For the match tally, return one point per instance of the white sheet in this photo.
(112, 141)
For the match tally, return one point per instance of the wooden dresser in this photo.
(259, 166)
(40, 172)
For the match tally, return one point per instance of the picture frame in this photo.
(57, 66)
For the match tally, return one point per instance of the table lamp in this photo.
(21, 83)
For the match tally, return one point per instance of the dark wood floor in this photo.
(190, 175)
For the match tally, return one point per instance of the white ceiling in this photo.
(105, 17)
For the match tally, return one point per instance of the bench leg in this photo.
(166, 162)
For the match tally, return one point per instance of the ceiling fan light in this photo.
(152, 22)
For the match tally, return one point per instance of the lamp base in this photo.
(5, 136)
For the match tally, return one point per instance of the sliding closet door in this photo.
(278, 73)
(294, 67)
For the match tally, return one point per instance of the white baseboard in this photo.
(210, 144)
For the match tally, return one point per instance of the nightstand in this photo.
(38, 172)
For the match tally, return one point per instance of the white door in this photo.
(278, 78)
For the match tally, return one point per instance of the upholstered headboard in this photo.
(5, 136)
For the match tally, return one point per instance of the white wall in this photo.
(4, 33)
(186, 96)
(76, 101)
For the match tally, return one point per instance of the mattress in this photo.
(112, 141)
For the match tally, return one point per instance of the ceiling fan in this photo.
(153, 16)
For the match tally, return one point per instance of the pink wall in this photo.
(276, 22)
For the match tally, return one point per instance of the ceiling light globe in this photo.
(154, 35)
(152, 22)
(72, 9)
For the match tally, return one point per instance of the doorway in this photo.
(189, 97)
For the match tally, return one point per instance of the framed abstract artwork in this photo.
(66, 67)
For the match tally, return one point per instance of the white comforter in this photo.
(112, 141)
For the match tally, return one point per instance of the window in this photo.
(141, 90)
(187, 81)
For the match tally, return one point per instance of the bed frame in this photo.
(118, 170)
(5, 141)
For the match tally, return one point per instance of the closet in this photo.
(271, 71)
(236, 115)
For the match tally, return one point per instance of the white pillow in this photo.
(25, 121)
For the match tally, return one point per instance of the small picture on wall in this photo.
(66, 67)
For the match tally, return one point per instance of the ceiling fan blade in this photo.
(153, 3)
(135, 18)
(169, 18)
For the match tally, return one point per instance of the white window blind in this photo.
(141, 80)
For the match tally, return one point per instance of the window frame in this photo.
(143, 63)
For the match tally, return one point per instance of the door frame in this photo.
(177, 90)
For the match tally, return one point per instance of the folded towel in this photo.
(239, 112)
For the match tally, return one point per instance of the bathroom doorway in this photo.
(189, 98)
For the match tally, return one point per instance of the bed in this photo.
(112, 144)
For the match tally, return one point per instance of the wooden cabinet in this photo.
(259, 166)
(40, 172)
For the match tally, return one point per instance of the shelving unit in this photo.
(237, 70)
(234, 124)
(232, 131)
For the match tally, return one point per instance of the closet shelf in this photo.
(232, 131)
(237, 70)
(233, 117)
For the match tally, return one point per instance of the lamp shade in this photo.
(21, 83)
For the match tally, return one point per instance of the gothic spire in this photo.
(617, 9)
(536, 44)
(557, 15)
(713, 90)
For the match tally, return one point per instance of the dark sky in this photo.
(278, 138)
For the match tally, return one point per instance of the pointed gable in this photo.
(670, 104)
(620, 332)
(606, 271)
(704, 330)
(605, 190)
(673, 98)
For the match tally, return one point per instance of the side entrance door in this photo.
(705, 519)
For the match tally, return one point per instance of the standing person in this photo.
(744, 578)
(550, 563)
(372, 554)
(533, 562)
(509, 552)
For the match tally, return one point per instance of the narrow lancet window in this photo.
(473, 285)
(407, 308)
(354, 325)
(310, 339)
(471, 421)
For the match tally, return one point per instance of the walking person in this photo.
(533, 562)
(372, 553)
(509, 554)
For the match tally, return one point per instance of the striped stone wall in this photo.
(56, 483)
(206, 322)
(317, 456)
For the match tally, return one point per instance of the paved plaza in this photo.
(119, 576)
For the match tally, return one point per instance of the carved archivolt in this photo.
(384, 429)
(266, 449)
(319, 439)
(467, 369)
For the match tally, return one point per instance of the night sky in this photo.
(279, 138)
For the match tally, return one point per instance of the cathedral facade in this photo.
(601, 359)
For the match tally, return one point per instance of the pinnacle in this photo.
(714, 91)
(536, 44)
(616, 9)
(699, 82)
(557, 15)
==============================
## What you should do
From the first line to the last, retype the records exactly.

## Answer to this task
For the match tally, return one point per instance of the white sheet in this photo.
(112, 141)
For the match tally, return one point per instance of the wooden dresser in this photo.
(259, 166)
(40, 172)
For the match tally, return one point per instance of the picture frame in this photo.
(57, 66)
For the match tally, return one point per instance of the table lamp in this photo.
(21, 83)
For the match tally, return one point per instance of the dark wood floor in this photo.
(190, 175)
For the match tally, return one point per instance of the white ceiling in this photo.
(105, 17)
For the match tally, return one point per instance of the bench leg in this photo.
(166, 162)
For the match tally, return one point per instance of the ceiling fan light in this photo.
(152, 22)
For the match tally, return one point per instance of the lamp base in this photo.
(5, 136)
For the match tally, return one point per instance of the sliding closet door in this photo.
(278, 73)
(294, 67)
For the match tally, return one point per instance of the white baseboard in this photo.
(210, 144)
For the match tally, return one point per instance of the nightstand in this photo.
(38, 172)
For the match tally, return one point per instance of the white door in this photo.
(278, 78)
For the match tally, return one point per instance of the upholstered headboard in this photo.
(5, 136)
For the match tally, return one point per instance of the white wall in this photo.
(4, 33)
(186, 96)
(76, 101)
For the match tally, return one point per instance of the mattress in this photo.
(112, 141)
For the match tally, return one point per instance of the ceiling fan in this photo.
(153, 16)
For the match tally, return one point per instance of the pink wall in this photo.
(276, 22)
For the match tally, return one point per instance of the ceiling light globe in this photo.
(154, 35)
(152, 22)
(72, 9)
For the match tally, return one point per instance of the doorway in this photo.
(189, 97)
For the match tally, return one point per instance of the framed abstract artwork in this photo.
(66, 67)
For the match tally, return one point per instance of the white comforter in this photo.
(112, 141)
For the match tally, return one point per instance of the window in this photo.
(141, 90)
(187, 81)
For the match tally, return one point per instance of the bed frame in this photo.
(118, 170)
(5, 141)
For the match tally, return one point per instance of the closet in this photo.
(271, 71)
(236, 115)
For the match tally, return one point per instance of the white pillow in this photo.
(25, 121)
For the match tally, return one point per instance of the small picture on wall in this photo.
(66, 67)
For the match tally, return one point per instance of the ceiling fan blade in this photo.
(153, 3)
(135, 18)
(169, 18)
For the match tally, return one point per instance of the white window blind in this photo.
(141, 80)
For the match tally, return one point per instance of the window frame in this photo.
(143, 63)
For the match tally, return one point per instance of the door frame in this photo.
(177, 90)
For the match tally, return one point per instance of the folded towel in this photo.
(239, 112)
For the match tally, return one point per instance of the bathroom doorway in this photo.
(189, 98)
For the match tally, return one point per instance of the bed in this photo.
(112, 144)
For the match tally, return one point per instance of the wooden cabinet in this photo.
(259, 166)
(40, 172)
For the match tally, return one point per instance of the shelving unit in this photo.
(237, 70)
(234, 124)
(232, 131)
For the match tally, return one point per instance of the closet shelf in this photo.
(232, 131)
(237, 70)
(233, 117)
For the match tally, return one point per instance of the lamp shade in this photo.
(21, 83)
For the match tally, return one point per instance of the gothic spire in this photo.
(617, 9)
(536, 44)
(557, 15)
(713, 90)
For the match tally, return one point per instance of the dark sky in this photo.
(278, 138)
For the match tally, return one point per instance of the pointed gable in this photo.
(670, 104)
(620, 332)
(606, 271)
(704, 330)
(605, 190)
(673, 98)
For the match tally, return one point per instance of the side entrance door in this photo.
(705, 519)
For the match tally, return one point per instance of the standing person in this photo.
(744, 578)
(550, 563)
(372, 554)
(533, 562)
(509, 552)
For the match tally, return one point per instance of the narrow lancet window in this photo.
(473, 285)
(407, 308)
(354, 325)
(310, 339)
(471, 421)
For the match tally, return one point per instance of the walking person in this photo.
(533, 562)
(372, 553)
(509, 554)
For the match tally, return one point per instance of the striped stone wall in this photo.
(56, 483)
(206, 322)
(317, 456)
For the match tally, return one point per instance of the paved plaza in this photo.
(119, 576)
For the match tally, return one point per instance of the carved archivolt in this photo.
(384, 429)
(266, 449)
(319, 439)
(467, 369)
For the match tally, return one point per instance of the night sky in this photo.
(279, 138)
For the match tally, return one point per instance of the cathedral facade in this photo.
(601, 359)
For the match tally, return one point per instance of the pinnacle in this photo.
(714, 91)
(536, 44)
(616, 9)
(699, 82)
(557, 15)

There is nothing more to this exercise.